PROVIDED TEXT ::
------------

SEP 23, 2010
If you are one of the thousands of Americans who have recently sought bankruptcy protection, you may be concerned about your ability to rebuild your credit. Although the bankruptcy will remain on your credit report for up to 10 years, you can start the repair process by practicing smart financial and money management habits.
The most simple way to boost your credit standing is to pay your bills on time. It seems simple, but when you get caught up in your day-to-day tasks, forgetting to put a check in the mail can be easy to do. Talk to your bank about setting up automatic payments to avoid this in the future. Some lenders, including most student loan and mortgage companies, will even cut you a break on the interest if you let them deduct payments automatically each month.
Obtain a secured credit card that reports to credit bureaus. Payment history accounts for 35 percent of your credit score, so this is an important step in building a good reputation with lenders.
Consider including a personal statement on your credit report, if you feel that the circumstances which led to bankruptcy were beyond your control, such as a medical emergency or sudden job loss. Personal statements of 100 words or less allow you to explain why you filed for bankruptcy protection. If the reasons were due to conditions unrelated to overspending or poor money management, you may be able to sway lenders into being more lenient or softening your rates.
You should also obtain a copy of your credit report. Studies show that nearly 80 percent of credit reports contain some type of error. Make sure the information associated with your bankruptcy is correct. Dispute any erroneous information you see listed immediately. Vigilance goes a long way in boosting your financial condition, so keeping an eye on your spending, examining your credit report and being open with lenders about your situation may help improve your standing even before the bankruptcy is removed from your file.

------------

SUPPLIED RECORDS ::
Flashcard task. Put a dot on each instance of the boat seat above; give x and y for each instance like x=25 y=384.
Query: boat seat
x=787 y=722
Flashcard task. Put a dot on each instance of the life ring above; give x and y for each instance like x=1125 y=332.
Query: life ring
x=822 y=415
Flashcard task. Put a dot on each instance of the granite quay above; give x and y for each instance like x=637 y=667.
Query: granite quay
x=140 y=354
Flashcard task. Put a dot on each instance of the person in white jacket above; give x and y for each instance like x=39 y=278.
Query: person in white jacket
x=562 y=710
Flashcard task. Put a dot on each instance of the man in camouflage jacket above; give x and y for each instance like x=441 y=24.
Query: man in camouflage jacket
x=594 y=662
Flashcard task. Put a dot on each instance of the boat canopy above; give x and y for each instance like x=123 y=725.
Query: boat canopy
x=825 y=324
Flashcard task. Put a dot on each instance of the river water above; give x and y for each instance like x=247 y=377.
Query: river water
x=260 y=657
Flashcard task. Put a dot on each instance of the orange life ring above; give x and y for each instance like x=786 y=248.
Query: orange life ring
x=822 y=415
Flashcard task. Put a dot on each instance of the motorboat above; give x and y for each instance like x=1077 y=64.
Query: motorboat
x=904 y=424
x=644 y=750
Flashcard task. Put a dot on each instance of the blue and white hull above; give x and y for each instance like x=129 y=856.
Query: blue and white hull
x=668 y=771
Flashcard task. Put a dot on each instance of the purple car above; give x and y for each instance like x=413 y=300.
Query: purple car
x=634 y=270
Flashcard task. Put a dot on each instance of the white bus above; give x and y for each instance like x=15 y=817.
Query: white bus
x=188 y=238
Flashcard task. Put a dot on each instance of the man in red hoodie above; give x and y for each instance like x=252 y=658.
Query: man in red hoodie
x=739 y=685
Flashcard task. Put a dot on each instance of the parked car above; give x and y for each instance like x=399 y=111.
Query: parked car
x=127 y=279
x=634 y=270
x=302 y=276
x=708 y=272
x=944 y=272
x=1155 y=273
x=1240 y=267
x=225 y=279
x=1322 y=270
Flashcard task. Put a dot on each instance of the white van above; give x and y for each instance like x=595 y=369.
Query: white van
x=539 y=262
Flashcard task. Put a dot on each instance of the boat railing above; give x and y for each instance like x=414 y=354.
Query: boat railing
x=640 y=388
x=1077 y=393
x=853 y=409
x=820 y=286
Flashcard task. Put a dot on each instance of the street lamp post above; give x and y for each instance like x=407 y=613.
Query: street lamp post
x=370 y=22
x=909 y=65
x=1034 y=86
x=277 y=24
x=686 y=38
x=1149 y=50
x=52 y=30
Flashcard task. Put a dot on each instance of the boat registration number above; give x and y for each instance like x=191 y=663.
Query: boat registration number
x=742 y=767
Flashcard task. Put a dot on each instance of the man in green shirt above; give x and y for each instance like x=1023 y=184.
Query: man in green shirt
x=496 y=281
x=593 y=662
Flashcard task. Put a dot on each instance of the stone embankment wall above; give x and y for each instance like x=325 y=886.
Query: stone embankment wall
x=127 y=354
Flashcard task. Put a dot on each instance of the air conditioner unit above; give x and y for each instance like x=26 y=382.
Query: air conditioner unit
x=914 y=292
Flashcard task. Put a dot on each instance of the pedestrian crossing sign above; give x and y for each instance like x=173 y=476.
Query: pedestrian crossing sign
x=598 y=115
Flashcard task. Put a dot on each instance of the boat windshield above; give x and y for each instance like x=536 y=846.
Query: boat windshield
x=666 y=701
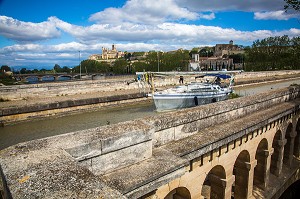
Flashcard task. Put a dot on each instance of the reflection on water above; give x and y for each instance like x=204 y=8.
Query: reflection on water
x=10 y=135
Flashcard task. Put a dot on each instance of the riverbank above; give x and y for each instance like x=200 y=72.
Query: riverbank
x=112 y=93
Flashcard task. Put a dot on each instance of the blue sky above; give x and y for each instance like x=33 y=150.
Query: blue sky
x=42 y=33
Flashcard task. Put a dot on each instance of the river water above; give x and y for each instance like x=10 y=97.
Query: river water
x=26 y=131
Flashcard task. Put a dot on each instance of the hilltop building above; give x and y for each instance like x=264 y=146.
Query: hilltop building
x=227 y=49
x=220 y=59
x=107 y=54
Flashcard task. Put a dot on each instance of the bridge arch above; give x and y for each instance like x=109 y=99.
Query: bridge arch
x=180 y=193
x=277 y=157
x=288 y=148
x=214 y=184
x=297 y=140
x=241 y=169
x=261 y=171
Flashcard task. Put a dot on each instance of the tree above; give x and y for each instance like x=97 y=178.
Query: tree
x=120 y=66
x=57 y=68
x=5 y=68
x=292 y=5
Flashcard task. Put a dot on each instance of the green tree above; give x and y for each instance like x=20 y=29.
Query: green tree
x=57 y=68
x=120 y=66
x=5 y=68
x=273 y=53
x=292 y=5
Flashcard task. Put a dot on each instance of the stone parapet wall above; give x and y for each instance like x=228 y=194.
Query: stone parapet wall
x=53 y=89
x=136 y=157
x=183 y=123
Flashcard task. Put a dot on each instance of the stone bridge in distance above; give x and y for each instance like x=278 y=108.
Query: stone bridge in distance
x=247 y=147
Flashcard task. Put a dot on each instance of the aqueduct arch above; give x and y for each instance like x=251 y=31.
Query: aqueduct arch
x=241 y=170
x=261 y=172
x=288 y=147
x=179 y=193
x=277 y=156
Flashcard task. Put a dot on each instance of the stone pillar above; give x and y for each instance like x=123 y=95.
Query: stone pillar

------------

ACTIVITIES ::
[a] Please list every number in the body of the bankruptcy credit article, leaving out its date, and say what each one measures.
[b] What does the bankruptcy credit article advise you to ask your bank about so that you don't forget to pay your bills?
The rows have nothing to do with the bankruptcy credit article.

ANSWERS IN ORDER ::
[a]
- Up to 10 years: how long the bankruptcy will remain on your credit report
- 35 percent: the share of your credit score that payment history accounts for
- 100 words or less: the length of a personal statement explaining why you filed for bankruptcy
- Nearly 80 percent: the share of credit reports that studies show contain some type of error

[b] Setting up automatic payments.